* [Short problem 1]:
In the text on Dees' art, what does the Star of David with the letter Z suggest in the context of his images?
──────── Text provided
A great deal of Dees’ art is overtly anti-Semitic and many of his images promote Holocaust denial. In one image, prisoners are disembarking from a train at Auschwitz. In the foreground a man holds a placard reading "What really happened?" while "Truth does not fear investigation" – a line used by Holocaust deniers – is written on the side of a cattle car. In another image a prisoner jailed for having "asked for proof of 6 million gassed during Holocaust" is imprisoned between a "serial rapist" and a "murderer." Faceless guards are dressed in riot control outfits with a Star of David with the letter Z at its center on their chests and Israeli police badges on their sleeves. Another image depicts a woman being zapped by a laser gun by the same faceless guards as she reads a book entitled Did Six Million Really Die?

In yet another, Dees uses pictures of the gas chambers at Auschwitz and promotes the lie that Zyklon-B gas was used to kill lice, not people, in Auschwitz, which he asserts has been proven by "scientific testing." This falsehood is at the heart of many Holocaust deniers’ propaganda. In the same image, Dees alleges that it is the "Zionists" who claim the gas was used "to exterminate millions of Jews," again suggesting that the Holocaust is a myth created by those who wanted to establish a Jewish state.

The Star of David with the letter Z (most likely referring to Zionists) at its center is a mainstay in Dees’ anti-Semitic images, whether on the uniforms of the faceless guards, within a red mushroom cloud hovering over an American city, on a pendant on the wrist of California governor Arnold Schwarzenegger (who wears a Nazi badge on his lapel), or in a dark sky over the chained wrists of an Arab child. In the context of Dee’s images, the Star of David with the letter Z suggests Jewish control over individuals and world events.

In another anti-Semitic image, Ariel Sharon, the former Israeli Prime Minister, is shown standing in a pool of American soldiers’ blood next to Dick Cheney, a tiny George Bush in Sharon’s jacket pocket.

Dees’ bio claims that his blatantly anti-Semitic images, which question the Holocaust or suggest that Jews control the government or world events, are "Pro-Jewish, but extremely Anti-Zionist."

He does not limit himself to the creation of anti-Semitic images. Promoting his art as "satire," he has posted images to his Websites depicting President Bush as a bumbling leader and Americans as overweight, addicted to fast food, and misinformed by mainstream media. In dozens of other conspiratorial images hosted on additional pages of his Websites or elsewhere, Dees criticizes Bush, Dick Cheney, and other American leaders with gruesome imagery, accusing them of murdering Iraqis and Americans and butchering the United States Constitution. Many of the images also promote some of the more popular current Internet conspiracy theories, including the idea that the American government staged the 9/11 terrorist attacks, that a secret group known as the Bilderbergs controls world events, and that "chemtrails" (the lines of exhaust left in the sky by passenger airplanes) spread deadly illnesses.
────────────────
* [Short problem 2]:
Write out the records again, beginning at the line that has "Please tag the trophy" and continuing through the end of the records. Substitute "wrist" for "forearm" and leave everything else unchanged.
──────── Excerpted data
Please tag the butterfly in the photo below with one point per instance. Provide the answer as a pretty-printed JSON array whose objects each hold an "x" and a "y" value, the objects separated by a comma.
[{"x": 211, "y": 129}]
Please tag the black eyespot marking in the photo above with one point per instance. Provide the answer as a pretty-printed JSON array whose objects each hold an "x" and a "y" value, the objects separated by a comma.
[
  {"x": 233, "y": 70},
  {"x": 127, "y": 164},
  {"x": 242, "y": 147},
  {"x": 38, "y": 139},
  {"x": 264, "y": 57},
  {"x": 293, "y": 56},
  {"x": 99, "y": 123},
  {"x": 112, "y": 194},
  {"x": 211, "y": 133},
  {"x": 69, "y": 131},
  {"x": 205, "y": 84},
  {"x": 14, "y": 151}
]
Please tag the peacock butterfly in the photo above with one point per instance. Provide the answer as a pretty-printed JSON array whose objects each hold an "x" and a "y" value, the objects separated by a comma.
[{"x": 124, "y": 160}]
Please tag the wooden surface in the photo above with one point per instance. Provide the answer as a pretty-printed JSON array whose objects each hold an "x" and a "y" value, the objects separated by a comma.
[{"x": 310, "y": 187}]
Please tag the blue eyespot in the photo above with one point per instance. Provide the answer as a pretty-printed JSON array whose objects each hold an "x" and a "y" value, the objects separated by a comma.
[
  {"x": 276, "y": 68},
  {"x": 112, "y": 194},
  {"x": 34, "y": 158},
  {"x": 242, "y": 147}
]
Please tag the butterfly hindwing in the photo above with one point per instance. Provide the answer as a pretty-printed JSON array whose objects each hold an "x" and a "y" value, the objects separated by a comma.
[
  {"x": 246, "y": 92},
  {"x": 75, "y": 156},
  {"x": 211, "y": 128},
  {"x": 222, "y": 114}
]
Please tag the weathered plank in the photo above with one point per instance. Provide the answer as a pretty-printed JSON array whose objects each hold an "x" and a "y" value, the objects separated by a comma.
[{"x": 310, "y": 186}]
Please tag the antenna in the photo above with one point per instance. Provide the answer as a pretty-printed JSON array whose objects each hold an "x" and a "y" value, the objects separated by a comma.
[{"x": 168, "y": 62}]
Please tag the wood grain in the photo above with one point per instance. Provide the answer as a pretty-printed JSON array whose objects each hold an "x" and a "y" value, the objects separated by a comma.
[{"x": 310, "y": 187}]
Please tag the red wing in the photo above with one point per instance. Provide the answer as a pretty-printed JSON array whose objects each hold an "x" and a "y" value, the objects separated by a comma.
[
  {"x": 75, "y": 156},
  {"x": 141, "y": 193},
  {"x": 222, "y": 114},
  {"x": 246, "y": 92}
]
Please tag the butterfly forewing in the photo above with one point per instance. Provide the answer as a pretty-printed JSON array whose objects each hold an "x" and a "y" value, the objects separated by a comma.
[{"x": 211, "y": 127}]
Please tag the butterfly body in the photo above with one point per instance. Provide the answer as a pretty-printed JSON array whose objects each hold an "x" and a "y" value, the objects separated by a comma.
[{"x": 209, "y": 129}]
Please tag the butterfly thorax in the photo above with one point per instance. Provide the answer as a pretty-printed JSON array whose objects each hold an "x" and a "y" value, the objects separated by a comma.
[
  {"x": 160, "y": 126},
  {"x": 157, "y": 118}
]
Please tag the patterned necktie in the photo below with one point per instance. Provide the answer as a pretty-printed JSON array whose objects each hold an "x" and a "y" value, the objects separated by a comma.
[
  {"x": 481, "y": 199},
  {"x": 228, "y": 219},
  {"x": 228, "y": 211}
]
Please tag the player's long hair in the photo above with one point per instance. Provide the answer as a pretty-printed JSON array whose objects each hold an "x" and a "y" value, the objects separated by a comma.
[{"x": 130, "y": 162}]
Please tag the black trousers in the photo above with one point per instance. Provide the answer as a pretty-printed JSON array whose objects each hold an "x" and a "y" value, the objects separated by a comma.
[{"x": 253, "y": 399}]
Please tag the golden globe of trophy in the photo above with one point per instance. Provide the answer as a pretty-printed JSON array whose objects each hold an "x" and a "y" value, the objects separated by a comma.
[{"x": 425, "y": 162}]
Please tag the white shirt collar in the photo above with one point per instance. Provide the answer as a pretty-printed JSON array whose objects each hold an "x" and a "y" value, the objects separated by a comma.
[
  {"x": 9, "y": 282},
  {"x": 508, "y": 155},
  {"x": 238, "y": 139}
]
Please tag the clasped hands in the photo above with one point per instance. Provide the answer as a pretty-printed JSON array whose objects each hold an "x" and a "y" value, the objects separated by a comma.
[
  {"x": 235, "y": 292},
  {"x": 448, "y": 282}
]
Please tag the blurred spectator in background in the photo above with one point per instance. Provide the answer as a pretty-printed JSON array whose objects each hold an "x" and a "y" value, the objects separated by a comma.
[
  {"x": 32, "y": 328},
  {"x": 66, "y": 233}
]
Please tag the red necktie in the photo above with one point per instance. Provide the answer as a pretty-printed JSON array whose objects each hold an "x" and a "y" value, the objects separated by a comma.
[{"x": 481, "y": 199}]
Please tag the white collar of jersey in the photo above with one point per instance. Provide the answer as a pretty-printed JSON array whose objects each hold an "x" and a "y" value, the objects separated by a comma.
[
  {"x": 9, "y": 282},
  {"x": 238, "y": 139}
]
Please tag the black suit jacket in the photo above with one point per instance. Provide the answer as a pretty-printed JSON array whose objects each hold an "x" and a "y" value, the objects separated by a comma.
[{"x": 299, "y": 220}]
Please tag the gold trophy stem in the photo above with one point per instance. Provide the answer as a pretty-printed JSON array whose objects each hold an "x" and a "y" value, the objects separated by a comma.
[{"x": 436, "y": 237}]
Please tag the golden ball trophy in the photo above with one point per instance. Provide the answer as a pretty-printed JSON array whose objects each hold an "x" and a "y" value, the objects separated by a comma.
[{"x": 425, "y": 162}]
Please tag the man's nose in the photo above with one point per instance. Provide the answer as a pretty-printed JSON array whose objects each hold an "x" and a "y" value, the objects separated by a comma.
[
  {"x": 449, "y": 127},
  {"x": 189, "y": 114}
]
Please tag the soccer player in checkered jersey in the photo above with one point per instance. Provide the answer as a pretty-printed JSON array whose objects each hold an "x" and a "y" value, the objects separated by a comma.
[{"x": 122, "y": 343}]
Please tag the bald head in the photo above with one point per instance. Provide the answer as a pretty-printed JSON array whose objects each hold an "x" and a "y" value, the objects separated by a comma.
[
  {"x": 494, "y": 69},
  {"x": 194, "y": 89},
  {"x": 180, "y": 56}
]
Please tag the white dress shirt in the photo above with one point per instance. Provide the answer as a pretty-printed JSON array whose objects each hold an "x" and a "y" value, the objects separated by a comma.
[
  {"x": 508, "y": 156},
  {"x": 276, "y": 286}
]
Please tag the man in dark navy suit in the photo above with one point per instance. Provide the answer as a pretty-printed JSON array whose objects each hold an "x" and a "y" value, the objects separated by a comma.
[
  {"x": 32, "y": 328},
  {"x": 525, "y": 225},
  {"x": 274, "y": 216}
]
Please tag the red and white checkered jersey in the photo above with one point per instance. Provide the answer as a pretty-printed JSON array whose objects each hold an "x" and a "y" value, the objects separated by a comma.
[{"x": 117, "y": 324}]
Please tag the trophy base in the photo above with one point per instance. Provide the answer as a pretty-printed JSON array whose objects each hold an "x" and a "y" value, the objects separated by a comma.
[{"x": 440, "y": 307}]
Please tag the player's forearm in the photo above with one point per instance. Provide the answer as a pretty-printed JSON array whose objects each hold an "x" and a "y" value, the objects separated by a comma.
────────────────
* [Exercise response 1]:
Jewish control over individuals and world events.

* [Exercise response 2]:
Please tag the trophy base in the photo above with one point per instance. Provide the answer as a pretty-printed JSON array whose objects each hold an "x" and a "y" value, the objects separated by a comma.
[{"x": 440, "y": 307}]
Please tag the player's wrist in the photo above with one point per instance. Provide the answer as a pretty-printed JSON array whose objects each hold an "x" and a "y" value, the objects separated by a comma.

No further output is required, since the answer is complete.